START Data shown

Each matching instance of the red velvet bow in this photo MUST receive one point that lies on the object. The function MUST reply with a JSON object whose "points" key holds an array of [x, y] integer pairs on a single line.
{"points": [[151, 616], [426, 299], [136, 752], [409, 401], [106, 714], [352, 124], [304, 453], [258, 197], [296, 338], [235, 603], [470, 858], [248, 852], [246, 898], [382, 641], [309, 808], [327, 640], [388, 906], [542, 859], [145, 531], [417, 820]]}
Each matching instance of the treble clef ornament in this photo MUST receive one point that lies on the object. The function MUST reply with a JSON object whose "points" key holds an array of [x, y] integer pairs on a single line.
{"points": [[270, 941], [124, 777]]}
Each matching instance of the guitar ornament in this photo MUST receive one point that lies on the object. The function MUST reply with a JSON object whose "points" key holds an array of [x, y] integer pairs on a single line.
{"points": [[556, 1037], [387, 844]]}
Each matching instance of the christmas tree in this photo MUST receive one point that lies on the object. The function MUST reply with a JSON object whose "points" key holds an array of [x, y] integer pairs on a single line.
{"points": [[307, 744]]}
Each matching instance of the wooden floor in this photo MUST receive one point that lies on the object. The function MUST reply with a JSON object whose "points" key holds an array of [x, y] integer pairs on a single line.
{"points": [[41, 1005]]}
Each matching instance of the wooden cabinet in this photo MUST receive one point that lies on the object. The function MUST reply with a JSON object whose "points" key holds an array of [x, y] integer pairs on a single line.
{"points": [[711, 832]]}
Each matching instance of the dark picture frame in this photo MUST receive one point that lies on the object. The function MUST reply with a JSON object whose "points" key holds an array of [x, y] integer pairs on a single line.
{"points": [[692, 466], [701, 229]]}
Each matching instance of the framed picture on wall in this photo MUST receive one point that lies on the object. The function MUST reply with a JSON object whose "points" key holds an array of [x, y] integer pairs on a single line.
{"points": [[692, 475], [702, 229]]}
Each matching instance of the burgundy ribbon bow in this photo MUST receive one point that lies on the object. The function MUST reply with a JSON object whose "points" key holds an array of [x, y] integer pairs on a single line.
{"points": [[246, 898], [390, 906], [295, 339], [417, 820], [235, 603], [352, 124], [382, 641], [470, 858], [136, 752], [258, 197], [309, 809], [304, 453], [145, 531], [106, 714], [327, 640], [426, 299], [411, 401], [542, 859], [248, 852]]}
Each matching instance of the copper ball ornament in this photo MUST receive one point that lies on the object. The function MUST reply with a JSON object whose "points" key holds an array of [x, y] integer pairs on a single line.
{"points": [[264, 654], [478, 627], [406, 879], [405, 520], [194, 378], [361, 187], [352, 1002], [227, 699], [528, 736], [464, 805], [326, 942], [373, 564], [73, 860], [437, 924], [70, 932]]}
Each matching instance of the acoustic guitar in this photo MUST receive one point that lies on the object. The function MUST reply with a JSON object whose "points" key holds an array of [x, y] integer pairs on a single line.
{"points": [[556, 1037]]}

END Data shown

Give the complete listing again, exactly as it appears above.

Each matching instance of the red velvet bow in this photo MUST receive one point that lies on the object. The function MUST reply with a JSON object whose "points" key holds an array of [x, y] integer pairs on a single line.
{"points": [[151, 616], [426, 299], [136, 752], [409, 401], [106, 714], [352, 124], [304, 453], [258, 197], [296, 338], [235, 603], [470, 858], [248, 852], [246, 898], [382, 641], [309, 808], [327, 640], [388, 906], [542, 859], [145, 531], [417, 820]]}
Each matching instance of the treble clef ornament in this photo MUST receive one point that lies on the object. The function MUST reply with a JSON object whose "points" key holds an array of [x, y] integer pairs on a single line.
{"points": [[270, 941], [124, 777]]}
Each matching instance of the guitar ornament in this photo MUST receive one point that lies on the object. The function MUST reply with a JSON object whose "points" key holds an array of [x, y] integer pairs on a single line.
{"points": [[556, 1037], [387, 844]]}
Each matching instance of the christmas tree in this photo MUST receive one point that lies on the object. The function MUST reply with a JSON object whose "points" key holds an array of [x, y] integer pairs on a single line.
{"points": [[307, 744]]}
Each matching instance of the wooden floor in this photo MUST receive one point that lies on the object. The function MUST reply with a JSON object whose "points" key holds an array of [x, y] integer pairs on a single line.
{"points": [[41, 1005]]}
Each matching instance of the wooden cabinet in this photo MUST receive one point that lies on the object. The function MUST reply with a JSON object whose "points" key holds an array of [x, y] integer pairs on a single line.
{"points": [[711, 832]]}
Each matching instance of the dark picture frame in this photo MUST receive one point that lies on the object. The function MUST reply with a JSON object whose "points" key holds an array of [x, y] integer pairs on a single line.
{"points": [[692, 466], [701, 229]]}
Each matching instance of the framed picture on wall in this photo MUST receive one point that lies on the object. The function MUST reply with a JSON object whose "points" key holds an array of [x, y] integer pairs on a single line.
{"points": [[692, 475], [702, 229]]}
Each matching instance of the burgundy ribbon bow in this photo MUST receive one point that lies on the object. The function MUST reply with a JSON object whose "points" key holds an array of [x, y] integer pairs on a single line.
{"points": [[246, 898], [390, 906], [295, 339], [417, 820], [235, 603], [352, 124], [382, 641], [470, 858], [136, 752], [258, 197], [309, 809], [304, 453], [145, 531], [106, 714], [327, 640], [426, 299], [411, 401], [542, 859], [248, 852]]}
Each matching instance of the copper ball ornament in this photo MUST receive one point that lies on the object. The function MUST reply with a JSON object whose "points" key holds an array of [x, y] integer pairs on a single line.
{"points": [[264, 654], [478, 627], [406, 879], [405, 520], [194, 378], [361, 187], [352, 1002], [227, 699], [528, 736], [464, 805], [326, 942], [373, 564], [73, 860], [437, 924], [70, 932]]}
Each matching instance of the acoustic guitar in this photo MUST receive one point that lies on the object. The function MUST reply with a JSON object whose "points" key holds an array of [x, y] integer pairs on a single line.
{"points": [[556, 1037]]}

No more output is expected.